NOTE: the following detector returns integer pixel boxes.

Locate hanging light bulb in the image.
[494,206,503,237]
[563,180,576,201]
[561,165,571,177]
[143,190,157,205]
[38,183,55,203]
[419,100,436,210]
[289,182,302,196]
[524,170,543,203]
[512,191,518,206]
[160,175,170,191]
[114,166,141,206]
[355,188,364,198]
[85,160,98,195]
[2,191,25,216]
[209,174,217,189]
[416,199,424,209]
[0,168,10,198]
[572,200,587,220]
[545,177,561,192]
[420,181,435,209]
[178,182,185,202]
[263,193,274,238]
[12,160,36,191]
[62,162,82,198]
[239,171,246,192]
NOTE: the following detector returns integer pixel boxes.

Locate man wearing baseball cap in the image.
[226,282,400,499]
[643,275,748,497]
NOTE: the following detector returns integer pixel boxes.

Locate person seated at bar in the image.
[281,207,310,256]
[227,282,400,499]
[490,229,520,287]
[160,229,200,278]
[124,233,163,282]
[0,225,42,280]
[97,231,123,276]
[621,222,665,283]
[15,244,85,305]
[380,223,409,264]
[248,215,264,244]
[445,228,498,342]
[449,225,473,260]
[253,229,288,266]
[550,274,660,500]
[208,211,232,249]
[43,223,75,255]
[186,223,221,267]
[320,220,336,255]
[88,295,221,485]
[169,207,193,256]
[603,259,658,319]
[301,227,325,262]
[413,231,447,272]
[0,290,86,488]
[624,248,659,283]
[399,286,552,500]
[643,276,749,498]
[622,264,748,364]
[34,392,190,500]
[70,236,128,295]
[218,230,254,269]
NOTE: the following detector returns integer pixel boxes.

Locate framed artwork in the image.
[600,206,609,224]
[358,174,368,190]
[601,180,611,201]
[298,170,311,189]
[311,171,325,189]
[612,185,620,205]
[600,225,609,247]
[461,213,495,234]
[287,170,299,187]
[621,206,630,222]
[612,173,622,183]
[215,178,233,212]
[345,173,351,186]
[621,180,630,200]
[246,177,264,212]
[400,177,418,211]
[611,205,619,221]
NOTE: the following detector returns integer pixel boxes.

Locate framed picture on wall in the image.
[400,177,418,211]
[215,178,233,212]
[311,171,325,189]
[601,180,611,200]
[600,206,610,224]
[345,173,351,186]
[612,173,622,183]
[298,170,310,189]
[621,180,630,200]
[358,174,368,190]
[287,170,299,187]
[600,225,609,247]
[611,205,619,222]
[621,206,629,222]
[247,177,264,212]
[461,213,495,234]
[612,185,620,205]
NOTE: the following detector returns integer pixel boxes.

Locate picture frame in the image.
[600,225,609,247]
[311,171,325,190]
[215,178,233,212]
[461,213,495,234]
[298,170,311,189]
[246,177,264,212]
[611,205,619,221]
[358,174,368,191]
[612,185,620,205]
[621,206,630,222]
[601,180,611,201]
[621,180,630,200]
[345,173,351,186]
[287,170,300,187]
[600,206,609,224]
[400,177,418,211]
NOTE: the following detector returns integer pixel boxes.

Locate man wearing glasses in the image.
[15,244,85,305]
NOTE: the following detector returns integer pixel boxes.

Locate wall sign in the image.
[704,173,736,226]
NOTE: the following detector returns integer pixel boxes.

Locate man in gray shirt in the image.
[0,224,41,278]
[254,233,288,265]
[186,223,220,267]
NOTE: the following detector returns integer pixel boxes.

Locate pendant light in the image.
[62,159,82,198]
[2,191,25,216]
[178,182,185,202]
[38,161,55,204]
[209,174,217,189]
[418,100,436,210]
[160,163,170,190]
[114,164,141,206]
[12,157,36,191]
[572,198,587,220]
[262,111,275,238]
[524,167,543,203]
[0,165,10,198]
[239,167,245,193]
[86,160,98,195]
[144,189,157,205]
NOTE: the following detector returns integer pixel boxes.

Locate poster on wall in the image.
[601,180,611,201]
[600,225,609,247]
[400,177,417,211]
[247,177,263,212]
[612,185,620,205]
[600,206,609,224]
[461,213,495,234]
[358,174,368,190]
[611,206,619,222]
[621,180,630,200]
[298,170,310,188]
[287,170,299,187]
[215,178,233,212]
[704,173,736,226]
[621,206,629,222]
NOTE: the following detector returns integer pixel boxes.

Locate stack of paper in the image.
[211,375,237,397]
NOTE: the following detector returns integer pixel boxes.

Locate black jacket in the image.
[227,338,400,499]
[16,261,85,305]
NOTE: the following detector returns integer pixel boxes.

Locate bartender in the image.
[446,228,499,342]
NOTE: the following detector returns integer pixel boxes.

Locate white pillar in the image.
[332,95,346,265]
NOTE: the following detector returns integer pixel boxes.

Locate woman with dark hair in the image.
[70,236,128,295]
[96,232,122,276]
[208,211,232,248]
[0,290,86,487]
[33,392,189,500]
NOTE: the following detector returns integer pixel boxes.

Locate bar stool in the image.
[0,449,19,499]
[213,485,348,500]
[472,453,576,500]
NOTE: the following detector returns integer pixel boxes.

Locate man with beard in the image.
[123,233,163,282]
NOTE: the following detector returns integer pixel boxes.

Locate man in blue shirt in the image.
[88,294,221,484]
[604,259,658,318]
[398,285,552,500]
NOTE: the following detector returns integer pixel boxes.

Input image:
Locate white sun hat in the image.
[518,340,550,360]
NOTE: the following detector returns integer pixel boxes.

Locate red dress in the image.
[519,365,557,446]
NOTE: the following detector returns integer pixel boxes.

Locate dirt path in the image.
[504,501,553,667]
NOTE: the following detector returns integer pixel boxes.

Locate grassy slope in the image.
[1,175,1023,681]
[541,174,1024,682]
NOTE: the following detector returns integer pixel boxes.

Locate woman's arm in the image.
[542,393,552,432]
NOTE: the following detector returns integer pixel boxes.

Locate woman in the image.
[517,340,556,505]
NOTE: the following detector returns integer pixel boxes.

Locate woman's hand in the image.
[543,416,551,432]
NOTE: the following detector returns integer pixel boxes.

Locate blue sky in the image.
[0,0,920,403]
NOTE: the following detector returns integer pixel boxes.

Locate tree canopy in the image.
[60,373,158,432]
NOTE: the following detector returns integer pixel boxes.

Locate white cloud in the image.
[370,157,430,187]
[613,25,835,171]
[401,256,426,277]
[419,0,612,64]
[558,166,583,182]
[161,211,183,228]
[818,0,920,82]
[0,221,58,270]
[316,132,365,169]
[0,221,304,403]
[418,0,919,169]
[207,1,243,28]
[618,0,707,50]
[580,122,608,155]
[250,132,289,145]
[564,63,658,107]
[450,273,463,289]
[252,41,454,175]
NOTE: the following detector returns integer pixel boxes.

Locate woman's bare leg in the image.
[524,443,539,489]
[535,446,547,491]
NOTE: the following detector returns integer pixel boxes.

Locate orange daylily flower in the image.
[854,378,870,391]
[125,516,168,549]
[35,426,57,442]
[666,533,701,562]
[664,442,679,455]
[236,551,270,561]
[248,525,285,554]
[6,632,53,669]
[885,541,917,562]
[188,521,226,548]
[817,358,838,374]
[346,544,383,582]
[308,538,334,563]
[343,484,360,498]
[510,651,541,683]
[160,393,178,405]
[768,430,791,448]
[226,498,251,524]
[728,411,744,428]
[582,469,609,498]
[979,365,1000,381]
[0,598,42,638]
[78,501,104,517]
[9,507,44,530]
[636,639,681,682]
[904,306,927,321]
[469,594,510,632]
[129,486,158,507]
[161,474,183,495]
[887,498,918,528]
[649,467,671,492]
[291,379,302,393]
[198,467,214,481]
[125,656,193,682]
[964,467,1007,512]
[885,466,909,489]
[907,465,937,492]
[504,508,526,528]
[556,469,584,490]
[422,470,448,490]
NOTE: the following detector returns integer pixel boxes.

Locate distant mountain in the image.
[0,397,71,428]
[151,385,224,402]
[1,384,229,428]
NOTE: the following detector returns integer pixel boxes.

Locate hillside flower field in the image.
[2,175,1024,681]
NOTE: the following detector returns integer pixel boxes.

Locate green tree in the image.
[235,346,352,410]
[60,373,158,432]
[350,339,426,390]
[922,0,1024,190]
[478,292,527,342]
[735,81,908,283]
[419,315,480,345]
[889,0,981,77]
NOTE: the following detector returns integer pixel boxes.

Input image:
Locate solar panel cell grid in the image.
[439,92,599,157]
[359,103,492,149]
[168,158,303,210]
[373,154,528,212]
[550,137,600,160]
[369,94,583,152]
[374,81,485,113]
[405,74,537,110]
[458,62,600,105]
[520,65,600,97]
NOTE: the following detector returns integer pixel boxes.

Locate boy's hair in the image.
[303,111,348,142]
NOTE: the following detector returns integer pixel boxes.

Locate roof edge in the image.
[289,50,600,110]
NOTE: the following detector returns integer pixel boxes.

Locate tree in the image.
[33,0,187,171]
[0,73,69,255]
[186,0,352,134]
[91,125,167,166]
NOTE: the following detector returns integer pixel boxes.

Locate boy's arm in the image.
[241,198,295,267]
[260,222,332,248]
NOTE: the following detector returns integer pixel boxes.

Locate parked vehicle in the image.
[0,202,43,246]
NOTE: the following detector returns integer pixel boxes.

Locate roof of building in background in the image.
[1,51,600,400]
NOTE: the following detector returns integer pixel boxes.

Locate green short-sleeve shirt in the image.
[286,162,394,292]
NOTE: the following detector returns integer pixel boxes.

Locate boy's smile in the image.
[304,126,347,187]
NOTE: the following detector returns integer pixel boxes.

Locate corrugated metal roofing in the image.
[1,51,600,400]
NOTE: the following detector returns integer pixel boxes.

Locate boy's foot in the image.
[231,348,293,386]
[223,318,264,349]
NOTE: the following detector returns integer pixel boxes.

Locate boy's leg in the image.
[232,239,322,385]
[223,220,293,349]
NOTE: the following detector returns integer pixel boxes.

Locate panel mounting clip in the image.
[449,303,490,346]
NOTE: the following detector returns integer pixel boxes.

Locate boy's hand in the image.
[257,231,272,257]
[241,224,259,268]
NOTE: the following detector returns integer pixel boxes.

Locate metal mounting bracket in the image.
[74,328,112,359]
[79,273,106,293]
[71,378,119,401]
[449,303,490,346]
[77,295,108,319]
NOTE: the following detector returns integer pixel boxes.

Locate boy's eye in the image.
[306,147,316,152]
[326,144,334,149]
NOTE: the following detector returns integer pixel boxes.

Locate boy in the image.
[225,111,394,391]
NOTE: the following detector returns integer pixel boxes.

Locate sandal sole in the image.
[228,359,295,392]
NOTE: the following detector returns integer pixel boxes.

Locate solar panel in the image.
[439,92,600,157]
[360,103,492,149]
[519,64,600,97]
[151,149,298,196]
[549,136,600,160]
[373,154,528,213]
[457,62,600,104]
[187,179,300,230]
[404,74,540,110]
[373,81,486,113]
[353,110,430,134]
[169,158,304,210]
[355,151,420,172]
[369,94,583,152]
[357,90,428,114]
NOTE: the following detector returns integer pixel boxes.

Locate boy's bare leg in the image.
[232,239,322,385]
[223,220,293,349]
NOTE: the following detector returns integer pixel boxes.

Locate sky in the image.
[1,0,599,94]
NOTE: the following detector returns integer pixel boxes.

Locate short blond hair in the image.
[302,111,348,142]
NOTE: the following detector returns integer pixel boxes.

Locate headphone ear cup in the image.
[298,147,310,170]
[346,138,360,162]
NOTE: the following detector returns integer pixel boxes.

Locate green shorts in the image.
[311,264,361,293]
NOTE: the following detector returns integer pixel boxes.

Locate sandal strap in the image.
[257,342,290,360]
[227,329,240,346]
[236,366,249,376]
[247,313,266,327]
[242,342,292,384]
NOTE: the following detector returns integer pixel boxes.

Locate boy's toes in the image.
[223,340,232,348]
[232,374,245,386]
● ● ●
## Activity
An exact copy is required of each line from the one containing "Locate headphone ear cup in the image." through the last line of the material, and of no other line.

## Answer space
Locate headphone ear cup in the image.
[298,147,310,170]
[346,138,360,162]
NOTE: the following detector returns integer pixel boxes.

Locate green shorts in the image.
[311,264,361,293]
NOTE: the following detector returns integer pixel boxes.

Locate sandal strap in the image.
[257,342,290,360]
[227,329,240,346]
[236,366,249,376]
[247,313,266,327]
[242,342,292,384]
NOTE: the following detector returns integer pixel boxes.

Locate boy's toes in the image.
[223,340,232,348]
[232,374,245,386]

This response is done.